**SET TASK:**
Copy every line of the material below word for word, but leave out the picture.

**TASK MATERIAL:**
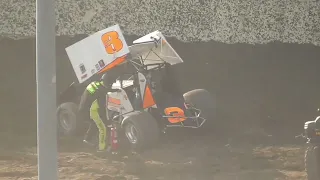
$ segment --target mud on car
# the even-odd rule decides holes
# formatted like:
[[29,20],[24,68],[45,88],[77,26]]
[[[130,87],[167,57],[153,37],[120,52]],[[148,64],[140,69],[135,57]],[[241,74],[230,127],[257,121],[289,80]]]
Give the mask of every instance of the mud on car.
[[[130,67],[121,71],[112,86],[121,91],[106,96],[108,118],[122,138],[120,142],[129,142],[134,151],[142,151],[151,148],[168,128],[210,126],[215,114],[213,96],[205,89],[181,93],[172,66],[183,60],[161,32],[135,40],[128,49],[124,59],[113,59],[111,68],[107,68]],[[107,67],[108,63],[105,64]],[[79,92],[84,90],[77,86],[73,83],[61,93],[57,118],[62,135],[83,135],[85,131],[85,122],[76,119]]]

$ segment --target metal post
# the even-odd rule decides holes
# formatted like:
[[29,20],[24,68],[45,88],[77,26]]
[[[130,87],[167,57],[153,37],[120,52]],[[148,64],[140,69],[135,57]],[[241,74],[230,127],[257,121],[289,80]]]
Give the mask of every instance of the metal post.
[[36,1],[38,179],[58,179],[55,0]]

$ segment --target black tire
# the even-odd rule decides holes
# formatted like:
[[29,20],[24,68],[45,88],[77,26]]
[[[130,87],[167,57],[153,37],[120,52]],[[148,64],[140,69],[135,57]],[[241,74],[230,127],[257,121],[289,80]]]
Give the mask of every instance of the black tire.
[[73,102],[60,104],[57,109],[58,132],[62,136],[73,136],[77,133],[78,105]]
[[200,116],[206,119],[203,128],[213,126],[215,118],[216,105],[213,96],[204,89],[194,89],[183,94],[184,101],[201,110]]
[[308,180],[320,179],[319,147],[311,145],[305,153],[305,168]]
[[[130,129],[135,130],[136,141],[130,141]],[[122,125],[122,132],[125,134],[131,150],[142,152],[151,148],[159,140],[160,130],[156,119],[148,112],[135,112],[130,116],[125,117]],[[132,134],[132,133],[131,133]]]

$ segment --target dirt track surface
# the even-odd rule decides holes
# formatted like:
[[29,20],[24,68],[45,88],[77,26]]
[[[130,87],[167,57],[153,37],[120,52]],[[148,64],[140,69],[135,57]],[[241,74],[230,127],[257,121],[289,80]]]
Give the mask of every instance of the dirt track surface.
[[[6,147],[0,152],[0,179],[37,179],[36,148]],[[117,159],[97,155],[72,142],[64,142],[59,149],[59,176],[65,180],[306,179],[304,147],[290,144],[262,145],[212,136],[179,137],[140,156]]]
[[[57,38],[58,92],[74,80],[64,48],[77,38]],[[304,147],[284,139],[301,133],[319,107],[319,47],[176,40],[172,45],[185,60],[177,66],[182,89],[205,88],[216,95],[219,122],[225,124],[218,126],[221,134],[164,141],[139,161],[112,162],[82,145],[63,143],[60,179],[304,180]],[[34,47],[34,39],[0,43],[1,180],[37,176],[35,137],[25,139],[36,131]],[[234,131],[243,137],[229,133]],[[226,138],[217,140],[220,136]]]

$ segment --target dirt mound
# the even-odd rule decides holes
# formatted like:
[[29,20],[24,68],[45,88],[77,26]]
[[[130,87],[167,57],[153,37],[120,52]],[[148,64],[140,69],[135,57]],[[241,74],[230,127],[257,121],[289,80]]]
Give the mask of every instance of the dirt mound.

**THE RESULT:**
$ segment --target mud on car
# the even-odd rule decides holes
# formatted like:
[[29,20],[24,68],[45,88],[77,26]]
[[[130,87],[167,57],[153,37],[120,52]],[[148,64],[140,69],[135,57]],[[241,74],[230,127],[257,121],[289,80]]]
Give the mask of every instance of the mud on car.
[[[130,67],[121,71],[112,86],[121,91],[106,96],[108,118],[122,138],[120,142],[129,142],[134,151],[142,151],[151,148],[168,128],[210,126],[215,114],[213,96],[205,89],[181,93],[172,66],[183,60],[161,32],[135,40],[128,49],[124,59],[113,59],[111,68],[107,68]],[[107,67],[108,63],[105,64]],[[79,92],[84,90],[77,86],[73,83],[61,93],[57,118],[62,135],[83,135],[85,131],[85,122],[76,119]]]

$ segment --target metal post
# the even-odd rule decides holes
# formatted like:
[[29,20],[24,68],[45,88],[77,26]]
[[[130,87],[167,57],[153,37],[120,52]],[[148,64],[140,69],[135,57]],[[241,74],[230,127],[257,121],[289,80]]]
Give the mask of every instance of the metal post.
[[36,1],[38,179],[58,179],[55,0]]

$ segment --target black tire
# the even-odd rule decides holes
# formatted like:
[[29,20],[24,68],[45,88],[77,26]]
[[[130,87],[167,57],[153,37],[120,52]],[[148,64],[140,69],[135,57]],[[241,74],[230,127],[257,121],[289,80]]]
Give the mask of every instance of the black tire.
[[73,102],[60,104],[57,109],[58,132],[62,136],[73,136],[77,133],[78,105]]
[[200,116],[206,119],[203,128],[213,126],[215,118],[216,105],[213,96],[204,89],[194,89],[183,94],[184,101],[201,110]]
[[308,180],[320,179],[319,147],[311,145],[305,153],[305,168]]
[[[130,129],[135,130],[136,141],[130,141]],[[122,125],[122,132],[125,134],[131,150],[142,152],[151,148],[159,140],[160,130],[156,119],[148,112],[135,112],[130,116],[125,117]],[[132,134],[132,133],[131,133]]]

$ segment --target dirt track surface
# the even-odd rule decides holes
# formatted like:
[[29,20],[24,68],[45,88],[77,26]]
[[[130,87],[167,57],[153,37],[120,52]],[[148,64],[140,69],[135,57]],[[241,74],[230,127],[257,121],[289,80]]]
Give the mask of every instance of the dirt track surface.
[[[6,147],[0,152],[0,179],[37,179],[36,148]],[[117,159],[97,155],[72,142],[64,142],[59,149],[59,176],[65,180],[306,179],[304,147],[290,144],[262,145],[212,136],[179,137],[140,156]]]
[[[57,38],[58,92],[74,80],[64,48],[77,38]],[[304,147],[284,139],[301,133],[319,107],[319,47],[176,40],[172,45],[185,60],[177,66],[182,89],[205,88],[216,95],[219,122],[225,124],[218,126],[221,134],[164,141],[139,161],[112,162],[82,145],[63,143],[60,179],[304,180]],[[34,47],[34,39],[0,43],[1,180],[37,176],[35,137],[25,139],[36,131]],[[234,131],[243,137],[229,133]],[[226,138],[217,140],[220,136]]]

$ segment --target dirt mound
# the even-odd rule decides holes
# formatted like:
[[29,20],[24,68],[45,88],[77,26]]
[[[130,87],[167,57],[153,37],[120,52]],[[148,64],[140,69],[135,57]],[[241,74],[230,127],[257,121],[289,80]]]
Give the mask of every instance of the dirt mound.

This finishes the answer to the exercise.